• _SOURCE TEXT_
++++

The book I have written about my father has been a hard sell to some Blacks today because of the era in which my father lived. Some people do not see, and do not want to see, the relevance of yesterday’s all-black cast movies or old time radio, or vaudeville as it applies to progress. As for myself, I understand. Seeing my father in blackface has taken some getting used to. It’s still kind of embarrassing to admit my father was a blackface comedian. And if I am embarrassed what do I expect from others?

As you can see in the photo “From Broadway to Okeh”, Eddie performed In Connie’s Hot Chocolates as a blackface comedian. The sketch that he wrote and performed was so funny the Okeh record label recorded it and him.

According to Wikipedia, “it was through blackface minstrelsy that African American performers first entered the mainstream of American show business. Blackface served as a springboard for hundreds of artists and entertainers—black and white—many of whom later would go on to find work in other performance traditions. White audiences in the 19th Century wouldn’t accept real black entertainers on stage unless they performed in blackface makeup. blackface in vaudeville also provided opportunities for Blacks who performed in blackface. From the early 1930s to the late 1940s, New York City’s famous Apollo Theater in Harlem featured skits in which almost all black male performers wore the blackface makeup and huge white painted lips, despite protests that it was degrading from the NAACP. The comics said they felt “naked” without it.”

Eddie’s rise to stardom included not just his talent but his willingness to take the difficult road ahead of him. He climbed the ladder from the bottom rung to success. And he did it well. He became successful because whatever he did he did it the best way he knew how. He was an Actor.

++++

(Position identification records)
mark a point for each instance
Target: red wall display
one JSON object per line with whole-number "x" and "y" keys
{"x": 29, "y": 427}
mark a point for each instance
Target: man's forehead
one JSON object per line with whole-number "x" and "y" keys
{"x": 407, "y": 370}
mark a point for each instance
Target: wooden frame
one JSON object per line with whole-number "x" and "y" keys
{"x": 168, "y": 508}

++++

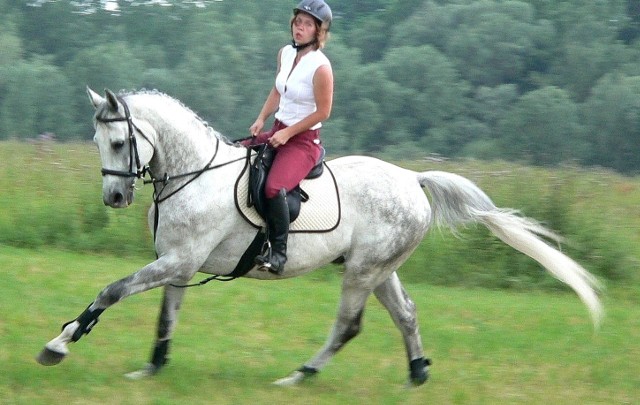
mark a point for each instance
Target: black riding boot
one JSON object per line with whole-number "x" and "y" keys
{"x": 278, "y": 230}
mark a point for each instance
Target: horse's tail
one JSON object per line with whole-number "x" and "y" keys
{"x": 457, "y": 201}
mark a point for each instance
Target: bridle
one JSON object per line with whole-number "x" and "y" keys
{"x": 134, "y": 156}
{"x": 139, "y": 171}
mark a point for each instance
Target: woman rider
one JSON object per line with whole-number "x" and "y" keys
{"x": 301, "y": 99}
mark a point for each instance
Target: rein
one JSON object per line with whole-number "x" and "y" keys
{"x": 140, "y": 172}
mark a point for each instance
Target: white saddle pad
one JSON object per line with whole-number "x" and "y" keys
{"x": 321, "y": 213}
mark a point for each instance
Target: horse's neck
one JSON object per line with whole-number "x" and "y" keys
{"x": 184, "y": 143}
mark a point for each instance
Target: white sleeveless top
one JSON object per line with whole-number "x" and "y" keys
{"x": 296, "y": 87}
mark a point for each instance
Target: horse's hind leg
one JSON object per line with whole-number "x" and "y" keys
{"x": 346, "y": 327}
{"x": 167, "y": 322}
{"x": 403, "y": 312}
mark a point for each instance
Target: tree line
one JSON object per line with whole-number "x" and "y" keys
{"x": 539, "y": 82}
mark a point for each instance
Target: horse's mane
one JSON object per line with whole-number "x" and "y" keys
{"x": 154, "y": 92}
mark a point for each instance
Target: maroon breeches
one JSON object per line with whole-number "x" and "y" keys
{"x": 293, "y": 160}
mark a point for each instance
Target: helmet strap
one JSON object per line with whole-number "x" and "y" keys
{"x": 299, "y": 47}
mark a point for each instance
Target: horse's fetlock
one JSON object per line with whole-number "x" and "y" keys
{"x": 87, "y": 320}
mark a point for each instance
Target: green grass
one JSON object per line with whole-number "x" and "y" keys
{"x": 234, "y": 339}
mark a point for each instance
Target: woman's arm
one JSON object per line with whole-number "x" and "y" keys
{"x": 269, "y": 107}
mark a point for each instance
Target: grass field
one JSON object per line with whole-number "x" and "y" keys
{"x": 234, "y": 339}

++++

• _TASK SET_
a – According to the passage about blackface performance, which record label recorded Eddie's sketch?
b – In the passage about blackface performance, switch "sketch" to "routine" and write out the part starting at "As you can see" and ending at "it and him.".
None of these items is needed.

• _OUTPUTS FOR THE TASKS_
a – The Okeh record label recorded it.

b –
As you can see in the photo “From Broadway to Okeh”, Eddie performed In Connie’s Hot Chocolates as a blackface comedian. The routine that he wrote and performed was so funny the Okeh record label recorded it and him.